§ TEXTE DE LECTURE:
·····
Ah la vie d'expat à l'étranger ! Lorsque vous avez annoncé votre décision de partir, vous faisiez des envieux ! Et pourtant? Quelque chose ne va pas. Mal-être, doute, solitude, choc culturel, cette expérience ne se passe pas comme vous le vouliez, un phénomène beaucoup plus fréquent que l'on ne le croit, bien loin des fantasmes sur l'expatriation. Voici vos témoignages

Les chiffres le montrent, de plus en plus de Français partent s'installer à l'étranger. Mondialisation oblige, l'expatriation est parfois considérée comme un passage quasi obligé dans le parcours professionnel des cadres. L'expérience, le plus souvent positive, est pourtant vécue difficilement par certains. Parfois grisante, elle peut aussi être très déstabilisante. Cet aveu est souvent tabou, nous vous remercions d'autant plus de bien avoir voulu partager avec nous vos sentiments.

La solitude
Claire, cadre dans une grande entreprise, a souhaité suivre son mari à Singapour parce que « professionnellement c'était un beau projet pour lui, et je voulais changer de rythme, tout en offrant à mes trois enfants une ouverture au monde. Je n'avais pas réalisé que ce choix implique inévitablement des renoncements, comme s'éloigner de ses proches. Mon père est décédé il y a quelques mois et j'ai eu le terrible sentiment de culpabilité d'abandonner ma mère. Pour mes enfants, l'adaptation n'a pas été simple,  mon mari était très pris, j'ai sombré dans la déprime, pour ne pas dire la dépression? Comme je ne connaissais personne, personne n'a pu me soutenir. J'ai fini par faire quelques visites organisées, pour sortir de chez moi, aller à la découverte de ma ville, et surtout rencontrer enfin du monde. Aujourd'hui je vais mieux, mais je n'aurais pas imaginé vivre cette période transitoire aussi mal. » Pour Yohann, « le fait d'être seul et qui plus est à l'étranger vous met à nu complètement, et c'est vrai que cela fait ressortir certaines fragilités que nous ne voyons pas lorsque nous sommes chez nous, avec nos habitudes, nos repères... Toutes ces petites choses au jour le jour qui nous rassurent, mais qui d'un côté aussi nous emprisonnent dans notre quotidien. »
·····
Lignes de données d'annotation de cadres
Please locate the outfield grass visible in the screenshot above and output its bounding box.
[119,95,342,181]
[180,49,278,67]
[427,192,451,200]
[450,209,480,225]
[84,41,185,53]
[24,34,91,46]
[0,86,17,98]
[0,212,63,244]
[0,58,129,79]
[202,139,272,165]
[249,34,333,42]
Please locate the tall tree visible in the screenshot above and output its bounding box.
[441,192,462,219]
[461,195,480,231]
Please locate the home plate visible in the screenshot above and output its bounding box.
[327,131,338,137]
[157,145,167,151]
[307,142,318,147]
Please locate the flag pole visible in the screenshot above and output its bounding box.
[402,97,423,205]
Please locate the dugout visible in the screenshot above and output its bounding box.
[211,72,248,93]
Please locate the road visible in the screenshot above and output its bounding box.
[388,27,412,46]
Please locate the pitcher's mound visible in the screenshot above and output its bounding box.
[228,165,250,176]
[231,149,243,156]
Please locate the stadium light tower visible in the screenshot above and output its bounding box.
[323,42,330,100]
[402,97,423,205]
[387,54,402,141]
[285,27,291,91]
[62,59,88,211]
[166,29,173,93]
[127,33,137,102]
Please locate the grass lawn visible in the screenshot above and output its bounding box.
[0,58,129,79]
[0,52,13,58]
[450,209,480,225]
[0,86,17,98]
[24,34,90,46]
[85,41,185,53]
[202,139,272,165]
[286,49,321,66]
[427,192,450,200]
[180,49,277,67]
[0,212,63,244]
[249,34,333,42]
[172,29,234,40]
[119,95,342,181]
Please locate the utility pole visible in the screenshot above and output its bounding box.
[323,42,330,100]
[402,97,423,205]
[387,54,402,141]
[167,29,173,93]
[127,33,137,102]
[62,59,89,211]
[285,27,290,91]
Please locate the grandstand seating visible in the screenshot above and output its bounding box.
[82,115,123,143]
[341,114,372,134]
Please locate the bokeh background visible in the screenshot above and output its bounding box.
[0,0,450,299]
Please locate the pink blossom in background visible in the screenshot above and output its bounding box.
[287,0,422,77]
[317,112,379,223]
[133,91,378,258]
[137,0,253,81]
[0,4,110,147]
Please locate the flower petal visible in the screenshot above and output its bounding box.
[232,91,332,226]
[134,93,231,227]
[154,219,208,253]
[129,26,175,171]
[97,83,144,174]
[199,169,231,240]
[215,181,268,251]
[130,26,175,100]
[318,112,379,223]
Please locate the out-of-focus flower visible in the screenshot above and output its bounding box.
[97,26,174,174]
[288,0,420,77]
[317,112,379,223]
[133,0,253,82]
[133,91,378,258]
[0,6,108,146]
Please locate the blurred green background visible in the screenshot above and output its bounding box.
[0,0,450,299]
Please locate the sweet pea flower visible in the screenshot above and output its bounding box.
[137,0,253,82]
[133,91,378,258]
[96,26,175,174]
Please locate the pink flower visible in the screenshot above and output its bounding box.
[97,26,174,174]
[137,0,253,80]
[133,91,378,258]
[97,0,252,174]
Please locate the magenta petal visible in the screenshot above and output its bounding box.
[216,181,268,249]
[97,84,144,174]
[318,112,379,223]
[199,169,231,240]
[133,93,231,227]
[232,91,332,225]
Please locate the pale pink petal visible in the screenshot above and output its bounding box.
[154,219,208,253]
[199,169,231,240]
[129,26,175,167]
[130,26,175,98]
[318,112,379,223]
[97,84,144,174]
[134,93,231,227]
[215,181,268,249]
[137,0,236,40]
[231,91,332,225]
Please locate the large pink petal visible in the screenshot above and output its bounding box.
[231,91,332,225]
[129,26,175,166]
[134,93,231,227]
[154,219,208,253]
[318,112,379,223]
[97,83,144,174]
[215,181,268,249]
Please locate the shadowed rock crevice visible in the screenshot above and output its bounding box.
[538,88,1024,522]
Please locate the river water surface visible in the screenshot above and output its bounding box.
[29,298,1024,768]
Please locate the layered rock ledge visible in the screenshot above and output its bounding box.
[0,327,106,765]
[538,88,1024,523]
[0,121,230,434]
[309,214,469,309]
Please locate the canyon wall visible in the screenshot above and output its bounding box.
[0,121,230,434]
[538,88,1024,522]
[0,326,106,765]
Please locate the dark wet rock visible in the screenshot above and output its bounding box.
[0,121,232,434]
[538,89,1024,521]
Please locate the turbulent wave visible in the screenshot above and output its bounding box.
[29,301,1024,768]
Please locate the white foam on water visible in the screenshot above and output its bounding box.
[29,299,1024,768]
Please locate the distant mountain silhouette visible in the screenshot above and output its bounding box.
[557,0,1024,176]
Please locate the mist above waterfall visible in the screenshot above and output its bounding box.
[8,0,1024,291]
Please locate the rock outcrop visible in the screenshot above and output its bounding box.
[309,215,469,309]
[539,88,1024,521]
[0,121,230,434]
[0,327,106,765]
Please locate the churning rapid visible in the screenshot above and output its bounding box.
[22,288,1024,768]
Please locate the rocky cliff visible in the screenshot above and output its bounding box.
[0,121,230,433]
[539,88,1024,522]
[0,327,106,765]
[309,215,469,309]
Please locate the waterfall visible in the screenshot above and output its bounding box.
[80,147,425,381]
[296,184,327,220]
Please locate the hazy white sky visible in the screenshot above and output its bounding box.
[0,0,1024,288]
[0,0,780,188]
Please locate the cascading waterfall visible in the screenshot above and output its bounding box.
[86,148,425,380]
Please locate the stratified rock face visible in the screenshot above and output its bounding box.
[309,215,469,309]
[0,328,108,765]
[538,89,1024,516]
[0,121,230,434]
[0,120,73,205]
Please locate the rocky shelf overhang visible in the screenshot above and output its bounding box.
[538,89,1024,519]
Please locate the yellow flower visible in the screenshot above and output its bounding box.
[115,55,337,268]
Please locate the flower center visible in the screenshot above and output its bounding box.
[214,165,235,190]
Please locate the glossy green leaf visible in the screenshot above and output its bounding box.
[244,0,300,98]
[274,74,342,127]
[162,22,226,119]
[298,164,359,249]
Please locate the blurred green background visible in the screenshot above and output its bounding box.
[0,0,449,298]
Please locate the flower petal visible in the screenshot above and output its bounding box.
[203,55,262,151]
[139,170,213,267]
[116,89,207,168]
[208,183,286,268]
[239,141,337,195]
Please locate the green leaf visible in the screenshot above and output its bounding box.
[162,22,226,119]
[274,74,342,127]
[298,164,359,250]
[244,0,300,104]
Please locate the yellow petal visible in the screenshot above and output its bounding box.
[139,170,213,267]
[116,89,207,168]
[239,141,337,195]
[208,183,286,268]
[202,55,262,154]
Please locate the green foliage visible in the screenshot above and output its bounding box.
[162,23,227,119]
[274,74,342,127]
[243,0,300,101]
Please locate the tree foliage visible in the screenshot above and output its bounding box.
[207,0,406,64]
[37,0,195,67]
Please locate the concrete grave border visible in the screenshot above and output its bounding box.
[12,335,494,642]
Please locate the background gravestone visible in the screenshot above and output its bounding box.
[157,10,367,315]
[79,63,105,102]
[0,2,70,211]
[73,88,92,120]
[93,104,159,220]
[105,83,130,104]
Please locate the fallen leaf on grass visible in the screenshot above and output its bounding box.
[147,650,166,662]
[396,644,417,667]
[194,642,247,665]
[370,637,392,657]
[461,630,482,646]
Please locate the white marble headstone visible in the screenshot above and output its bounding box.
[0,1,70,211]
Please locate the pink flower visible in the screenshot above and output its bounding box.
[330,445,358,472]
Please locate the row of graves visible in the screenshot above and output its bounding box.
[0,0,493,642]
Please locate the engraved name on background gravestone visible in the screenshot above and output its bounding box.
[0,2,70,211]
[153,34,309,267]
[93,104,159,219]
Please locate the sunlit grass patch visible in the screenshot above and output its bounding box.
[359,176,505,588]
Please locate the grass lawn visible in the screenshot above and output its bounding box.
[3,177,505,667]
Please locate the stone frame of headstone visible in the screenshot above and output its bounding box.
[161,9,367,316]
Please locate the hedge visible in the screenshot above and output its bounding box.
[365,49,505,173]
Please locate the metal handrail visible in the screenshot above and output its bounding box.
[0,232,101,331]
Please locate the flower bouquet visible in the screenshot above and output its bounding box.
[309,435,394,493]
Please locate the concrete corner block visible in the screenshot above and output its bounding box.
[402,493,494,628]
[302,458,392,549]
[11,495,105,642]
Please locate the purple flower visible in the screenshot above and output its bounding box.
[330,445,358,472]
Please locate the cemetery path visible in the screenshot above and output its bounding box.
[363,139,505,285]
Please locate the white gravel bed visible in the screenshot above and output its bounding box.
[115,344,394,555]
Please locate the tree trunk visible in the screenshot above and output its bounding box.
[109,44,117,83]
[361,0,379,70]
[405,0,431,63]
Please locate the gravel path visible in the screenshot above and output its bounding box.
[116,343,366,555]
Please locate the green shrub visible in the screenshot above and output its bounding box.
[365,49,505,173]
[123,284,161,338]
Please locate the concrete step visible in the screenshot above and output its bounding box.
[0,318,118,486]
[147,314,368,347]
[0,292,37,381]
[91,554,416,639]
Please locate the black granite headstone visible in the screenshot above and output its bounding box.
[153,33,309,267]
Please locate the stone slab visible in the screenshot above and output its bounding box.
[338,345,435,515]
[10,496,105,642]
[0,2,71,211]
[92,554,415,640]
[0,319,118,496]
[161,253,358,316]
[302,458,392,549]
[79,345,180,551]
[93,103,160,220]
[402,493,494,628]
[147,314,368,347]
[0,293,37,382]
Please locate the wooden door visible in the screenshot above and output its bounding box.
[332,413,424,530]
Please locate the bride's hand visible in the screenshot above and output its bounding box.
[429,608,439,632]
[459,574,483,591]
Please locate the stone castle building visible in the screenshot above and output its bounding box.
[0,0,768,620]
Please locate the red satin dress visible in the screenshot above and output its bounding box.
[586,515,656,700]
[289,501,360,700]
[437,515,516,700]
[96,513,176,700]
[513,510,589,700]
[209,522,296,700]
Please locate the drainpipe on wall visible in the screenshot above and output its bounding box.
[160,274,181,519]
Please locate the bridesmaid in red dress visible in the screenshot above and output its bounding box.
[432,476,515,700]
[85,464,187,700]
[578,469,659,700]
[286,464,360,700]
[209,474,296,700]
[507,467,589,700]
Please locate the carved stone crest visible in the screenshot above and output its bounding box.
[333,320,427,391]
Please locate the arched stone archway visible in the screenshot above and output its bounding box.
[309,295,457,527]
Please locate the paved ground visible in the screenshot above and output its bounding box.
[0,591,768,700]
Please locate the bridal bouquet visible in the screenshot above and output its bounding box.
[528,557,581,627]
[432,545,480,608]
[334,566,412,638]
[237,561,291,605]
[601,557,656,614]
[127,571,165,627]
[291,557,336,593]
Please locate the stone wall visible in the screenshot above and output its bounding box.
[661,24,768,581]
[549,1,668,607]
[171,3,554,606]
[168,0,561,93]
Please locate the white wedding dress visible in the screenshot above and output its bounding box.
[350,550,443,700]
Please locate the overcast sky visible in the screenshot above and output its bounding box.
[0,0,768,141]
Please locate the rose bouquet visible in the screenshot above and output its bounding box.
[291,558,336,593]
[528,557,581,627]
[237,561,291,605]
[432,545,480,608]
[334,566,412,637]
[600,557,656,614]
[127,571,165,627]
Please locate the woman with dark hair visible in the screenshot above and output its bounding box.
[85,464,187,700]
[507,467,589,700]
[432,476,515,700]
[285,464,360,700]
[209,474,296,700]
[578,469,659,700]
·····
§ CONSIGNES:
[1] Réécrivez un passage du texte sur l'expatriation en remplaçant « Français » par « Belges ». Commencez aux mots « Ah la vie d'expat » et arrêtez-vous après « nous vos sentiments. ».
[2] Répondez à ces questions sur le texte sur l'expatriation.
(a) Dans quelle ville Claire a-t-elle suivi son mari ?
(b) Combien d'enfants Claire a-t-elle ?
(c) Dans le parcours professionnel de qui l'expatriation est-elle parfois considérée comme un passage quasi obligé ?
[3] Écrivez la suite du texte sur l'expatriation à partir de l'endroit où il s'arrête.
Ces enregistrements n'ont aucun rapport avec le texte.

§ CORRIGÉS:
[1]
Ah la vie d'expat à l'étranger ! Lorsque vous avez annoncé votre décision de partir, vous faisiez des envieux ! Et pourtant? Quelque chose ne va pas. Mal-être, doute, solitude, choc culturel, cette expérience ne se passe pas comme vous le vouliez, un phénomène beaucoup plus fréquent que l'on ne le croit, bien loin des fantasmes sur l'expatriation. Voici vos témoignages

Les chiffres le montrent, de plus en plus de Belges partent s'installer à l'étranger. Mondialisation oblige, l'expatriation est parfois considérée comme un passage quasi obligé dans le parcours professionnel des cadres. L'expérience, le plus souvent positive, est pourtant vécue difficilement par certains. Parfois grisante, elle peut aussi être très déstabilisante. Cet aveu est souvent tabou, nous vous remercions d'autant plus de bien avoir voulu partager avec nous vos sentiments.

[2]
(a) À Singapour.
(b) Trois.
(c) Des cadres.

[3]
Gilles vit au Danemark depuis quelques mois : « Depuis le jour de mon arrivée, je suis complètement dépassé par le simple fait de vivre à l'étranger. J'ai pourtant fait pas mal de voyages en Europe et ailleurs. Je n'ai pas vécu l'euphorie de l'arrivée: dès le passage de la frontière, j'ai ressenti ce "choc culturel" avant même d'avoir parlé à un seul Danois: isolement, peur panique, sentiment d'insécurité, malgré un contexte professionnel très conciliant. Pendant l'hiver, j'ai sombré dans une sorte de léthargie, fatigué physiquement, incapable de voir l'avenir, me réfugiant dans les quelques week-ends en France, en les allongeant autant que possible par des rendez-vous avec mes collaborateurs français. Je rentre juste de vacances et sens que je replonge déjà... ».

Les tracas administratifs qui découragent
V. est parti vivre au Vietnam et pensait pouvoir s'adapter malgré la différence de culture, mais tout ne s'est pas passé comme prévu : « déjà au niveau de l'administration, tout est compliqué, pour les visas (tourisme, familial, travail). Les lois changent tout le temps, l'impression que l'on n'est pas les bienvenus, les prix sont parfois élevés dû à la corruption de fonctionnaires ». Les difficultés liées à l'effort d'intégration aux nouveaux codes de conduites et normes sociales sont devenues trop grandes, et V. ne supporte plus « l'incivilité sur la route, dans les lieux commerciaux, restaurants, l'hygiène, le bruit, la pollution? Marié à une Vietnamienne qui constate les réalités du quotidien qui au bout d'un moment deviennent difficilement supportable, je retourne en France pour avoir une vie plus saine ».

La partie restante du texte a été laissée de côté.